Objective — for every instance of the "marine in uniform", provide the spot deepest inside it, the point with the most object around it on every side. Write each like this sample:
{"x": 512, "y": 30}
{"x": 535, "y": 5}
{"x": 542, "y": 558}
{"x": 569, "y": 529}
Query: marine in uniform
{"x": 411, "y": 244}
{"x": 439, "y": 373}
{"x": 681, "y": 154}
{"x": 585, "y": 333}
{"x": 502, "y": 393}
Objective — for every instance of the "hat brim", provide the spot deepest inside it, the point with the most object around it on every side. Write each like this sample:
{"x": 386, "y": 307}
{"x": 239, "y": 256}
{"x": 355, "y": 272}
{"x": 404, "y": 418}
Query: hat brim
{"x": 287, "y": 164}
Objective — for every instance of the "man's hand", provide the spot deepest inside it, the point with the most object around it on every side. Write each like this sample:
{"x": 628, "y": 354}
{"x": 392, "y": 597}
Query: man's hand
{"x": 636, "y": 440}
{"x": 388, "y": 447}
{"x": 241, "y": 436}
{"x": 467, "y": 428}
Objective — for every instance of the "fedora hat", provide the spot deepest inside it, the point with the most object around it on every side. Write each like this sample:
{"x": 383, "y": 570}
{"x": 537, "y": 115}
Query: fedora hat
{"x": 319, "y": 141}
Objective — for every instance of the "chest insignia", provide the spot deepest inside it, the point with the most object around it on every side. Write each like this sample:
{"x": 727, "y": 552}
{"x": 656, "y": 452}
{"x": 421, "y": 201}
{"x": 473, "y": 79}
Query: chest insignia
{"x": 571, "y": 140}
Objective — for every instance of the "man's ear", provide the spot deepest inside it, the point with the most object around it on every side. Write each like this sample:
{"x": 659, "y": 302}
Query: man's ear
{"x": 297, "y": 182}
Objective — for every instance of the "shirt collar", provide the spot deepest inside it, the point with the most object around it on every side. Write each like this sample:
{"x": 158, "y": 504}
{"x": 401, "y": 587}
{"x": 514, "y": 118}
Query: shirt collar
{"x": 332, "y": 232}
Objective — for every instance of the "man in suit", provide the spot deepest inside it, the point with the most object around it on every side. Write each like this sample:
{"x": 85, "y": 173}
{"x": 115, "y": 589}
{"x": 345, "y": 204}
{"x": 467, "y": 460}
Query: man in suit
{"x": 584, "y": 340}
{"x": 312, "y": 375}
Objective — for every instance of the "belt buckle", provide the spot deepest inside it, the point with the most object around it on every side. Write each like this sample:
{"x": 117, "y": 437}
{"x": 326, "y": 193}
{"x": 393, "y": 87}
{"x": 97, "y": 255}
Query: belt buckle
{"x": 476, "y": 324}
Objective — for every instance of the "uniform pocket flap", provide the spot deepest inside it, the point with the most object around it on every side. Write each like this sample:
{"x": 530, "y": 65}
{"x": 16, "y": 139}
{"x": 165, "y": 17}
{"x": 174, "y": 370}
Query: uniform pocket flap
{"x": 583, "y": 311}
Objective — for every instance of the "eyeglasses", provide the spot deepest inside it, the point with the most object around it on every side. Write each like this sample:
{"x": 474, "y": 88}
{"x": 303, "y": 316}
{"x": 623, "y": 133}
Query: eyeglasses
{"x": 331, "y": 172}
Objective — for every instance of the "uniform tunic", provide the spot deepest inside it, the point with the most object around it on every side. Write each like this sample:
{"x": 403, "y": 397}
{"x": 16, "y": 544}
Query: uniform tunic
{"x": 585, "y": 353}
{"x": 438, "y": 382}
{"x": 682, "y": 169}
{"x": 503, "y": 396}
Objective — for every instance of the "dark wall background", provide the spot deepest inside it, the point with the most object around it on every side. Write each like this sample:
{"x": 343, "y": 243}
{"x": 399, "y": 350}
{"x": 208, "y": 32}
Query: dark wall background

◆ Short problem ◆
All of the entries need to be reproduced exactly; please write them out.

◆ Result ◆
Objective — for every instance of the "marine in uniform", provide the spot deepest inside it, the point with the most object around it on every side. Write each like this sample:
{"x": 512, "y": 30}
{"x": 535, "y": 5}
{"x": 542, "y": 558}
{"x": 569, "y": 529}
Query: marine in uniform
{"x": 411, "y": 244}
{"x": 439, "y": 373}
{"x": 681, "y": 154}
{"x": 585, "y": 333}
{"x": 502, "y": 393}
Objective — for every instance of the "hat brim", provide the spot deepest inside it, the point with the most object around it on every side. Write each like this sample:
{"x": 386, "y": 307}
{"x": 239, "y": 256}
{"x": 355, "y": 272}
{"x": 404, "y": 418}
Query: hat brim
{"x": 287, "y": 164}
Objective — for every instance of the "man's hand", provide the spot deepest inside it, the point with the most object around it on every side. Write each like this sample:
{"x": 628, "y": 354}
{"x": 392, "y": 597}
Query: man's hand
{"x": 636, "y": 440}
{"x": 388, "y": 447}
{"x": 241, "y": 436}
{"x": 467, "y": 428}
Objective — for every instance of the "fedora hat", provide the spot deepest inside it, the point with the most object around it on every side. Write each like this sample:
{"x": 383, "y": 570}
{"x": 537, "y": 115}
Query: fedora hat
{"x": 319, "y": 141}
Objective — for every instance of the "chest insignia", provide the spot deepest inside it, the point with the most object around it on every side. Write each like this sample:
{"x": 727, "y": 552}
{"x": 656, "y": 452}
{"x": 421, "y": 201}
{"x": 473, "y": 79}
Query: chest insignia
{"x": 571, "y": 140}
Objective — for every instance of the "man's ear", provide the spot deepest inside it, the point with the most object around it on every side. Write each like this sample:
{"x": 659, "y": 302}
Query: man's ear
{"x": 297, "y": 182}
Objective — for every instance of the "shirt collar", provide the spot deepest inside it, the point with the most object around it on every side. Write each like this sample:
{"x": 158, "y": 504}
{"x": 401, "y": 587}
{"x": 514, "y": 118}
Query: shirt collar
{"x": 332, "y": 232}
Objective — for every instance of the "man in suit", provide the spot deepest inside it, the point with the most object around it on every side. Write each like this sample:
{"x": 85, "y": 173}
{"x": 115, "y": 589}
{"x": 345, "y": 204}
{"x": 467, "y": 460}
Query: man in suit
{"x": 584, "y": 340}
{"x": 312, "y": 375}
Objective — for every instance of the "belt buckle", provide the spot deepest inside it, the point with the most object around it on every side. Write each like this sample:
{"x": 117, "y": 437}
{"x": 326, "y": 193}
{"x": 393, "y": 87}
{"x": 97, "y": 255}
Query: belt buckle
{"x": 476, "y": 324}
Objective — for every instance of the "uniform pocket flap", provide the spot deepest inside it, the point with the most object around it on every side. Write each like this sample:
{"x": 530, "y": 65}
{"x": 16, "y": 139}
{"x": 165, "y": 17}
{"x": 174, "y": 370}
Query: uniform pocket flap
{"x": 583, "y": 311}
Objective — for every instance of the "eyeglasses", provide the spot deepest inside it, the point with the most object around it on every side. Write each like this sample:
{"x": 474, "y": 88}
{"x": 303, "y": 316}
{"x": 623, "y": 133}
Query: eyeglasses
{"x": 331, "y": 172}
Objective — for every instance of the "uniform tunic", provide the spot deepest inside it, the point with the most object around it on every side. Write each like this sample:
{"x": 403, "y": 397}
{"x": 16, "y": 544}
Query: uniform tunic
{"x": 585, "y": 353}
{"x": 438, "y": 382}
{"x": 682, "y": 169}
{"x": 503, "y": 396}
Objective — for every instance of the "dark wall background", provide the spot deepest inside it, the point with the most object around it on every side. Write each like this sample:
{"x": 343, "y": 243}
{"x": 399, "y": 350}
{"x": 208, "y": 32}
Query: dark wall background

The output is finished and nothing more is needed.